- [Text]

Healio (2/19, Schaffer) reports, “Compared with men, women are less likely to die of any cause or from CV-specific causes when performing similar amounts of weekly leisure-time physical activity, suggesting there are sex-specific benefits to exercise.” Researchers say “that both sexes achieved a peak survival benefit at 300 minutes of weekly aerobic physical activity; however, women derived a 24% mortality reduction while men derived an 18% mortality reduction from the same degree of regular exercise.” Further, the “sex-specific findings were similar for CV death and were consistent across all measures of aerobic activity as well as muscle strengthening activity.”

NBC News (2/19, Bendix) reports, “The researchers analyzed the self-reported exercise habits of more than 412,000 men and women who participated in the National Health Interview Survey” from “1997 to 2017.” The results “were published Monday in the Journal of the American College of Cardiology.”

- [Task to complete]
Pick up the text on exercise and death risk in women and men after its last sentence. The rows below the text come from a separate source.

- [Supplied entries]
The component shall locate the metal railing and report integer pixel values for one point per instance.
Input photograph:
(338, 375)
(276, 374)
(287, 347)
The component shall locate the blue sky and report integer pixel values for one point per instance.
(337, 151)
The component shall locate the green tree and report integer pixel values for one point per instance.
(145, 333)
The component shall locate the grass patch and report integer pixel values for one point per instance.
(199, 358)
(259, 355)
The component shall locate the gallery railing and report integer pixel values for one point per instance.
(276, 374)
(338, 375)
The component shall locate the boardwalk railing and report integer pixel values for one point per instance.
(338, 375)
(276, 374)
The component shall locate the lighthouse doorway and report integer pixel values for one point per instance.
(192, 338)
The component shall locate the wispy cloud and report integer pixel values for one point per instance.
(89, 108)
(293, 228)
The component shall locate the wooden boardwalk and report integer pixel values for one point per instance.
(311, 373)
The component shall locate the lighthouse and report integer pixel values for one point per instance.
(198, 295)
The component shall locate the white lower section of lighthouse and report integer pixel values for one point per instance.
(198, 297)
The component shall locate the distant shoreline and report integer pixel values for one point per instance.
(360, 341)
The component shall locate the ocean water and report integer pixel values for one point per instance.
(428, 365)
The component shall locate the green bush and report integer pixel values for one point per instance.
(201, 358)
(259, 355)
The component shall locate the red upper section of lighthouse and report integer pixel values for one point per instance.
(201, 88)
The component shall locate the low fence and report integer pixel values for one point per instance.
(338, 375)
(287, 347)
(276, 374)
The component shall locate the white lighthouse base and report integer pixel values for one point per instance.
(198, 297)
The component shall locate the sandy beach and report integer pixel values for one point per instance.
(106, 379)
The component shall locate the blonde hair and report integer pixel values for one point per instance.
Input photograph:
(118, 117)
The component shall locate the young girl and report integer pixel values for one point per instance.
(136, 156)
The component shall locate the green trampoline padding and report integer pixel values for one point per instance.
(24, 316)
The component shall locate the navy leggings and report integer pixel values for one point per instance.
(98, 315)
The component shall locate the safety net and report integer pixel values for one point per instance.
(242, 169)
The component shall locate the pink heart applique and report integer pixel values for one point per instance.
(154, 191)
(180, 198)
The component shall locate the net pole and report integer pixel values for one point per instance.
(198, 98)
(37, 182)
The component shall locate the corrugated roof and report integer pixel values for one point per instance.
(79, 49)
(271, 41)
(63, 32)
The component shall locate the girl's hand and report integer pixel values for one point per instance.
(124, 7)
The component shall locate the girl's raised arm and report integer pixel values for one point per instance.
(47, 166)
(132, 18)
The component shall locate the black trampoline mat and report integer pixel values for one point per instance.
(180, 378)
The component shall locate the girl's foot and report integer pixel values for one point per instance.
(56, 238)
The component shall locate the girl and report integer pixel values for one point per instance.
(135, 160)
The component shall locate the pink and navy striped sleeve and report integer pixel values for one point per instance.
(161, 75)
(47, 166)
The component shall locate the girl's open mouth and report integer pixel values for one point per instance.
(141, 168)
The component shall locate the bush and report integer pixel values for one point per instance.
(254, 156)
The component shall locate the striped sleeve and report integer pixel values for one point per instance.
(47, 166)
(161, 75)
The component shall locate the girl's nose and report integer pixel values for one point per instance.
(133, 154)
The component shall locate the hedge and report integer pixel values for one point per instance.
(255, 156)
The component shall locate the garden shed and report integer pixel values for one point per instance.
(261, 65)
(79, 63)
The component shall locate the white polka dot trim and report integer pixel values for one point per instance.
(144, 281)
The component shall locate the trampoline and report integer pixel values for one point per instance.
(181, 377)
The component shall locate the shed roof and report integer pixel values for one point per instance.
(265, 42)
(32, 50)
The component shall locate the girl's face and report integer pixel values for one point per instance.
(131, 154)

- [Result of the task]
Healio (2/16, Rhoades) reported, “Several weight management treatments greatly improved the odds of 5% or greater weight loss within a year, but only a small number of patients with obesity use them, researchers found.” According to the researchers, “there are multiple weight management treatments (WMTs) that can help produce 5% or greater weight loss, such as bariatric surgery, injectable antiobesity medications, nutrition counseling and very low-calorie meal replacement.” But, the team wrote in JAMA Network Open, “less than 5% of eligible individuals receive these WMT, and little is known about their clinical potential to support weight loss among individual patients and populations.”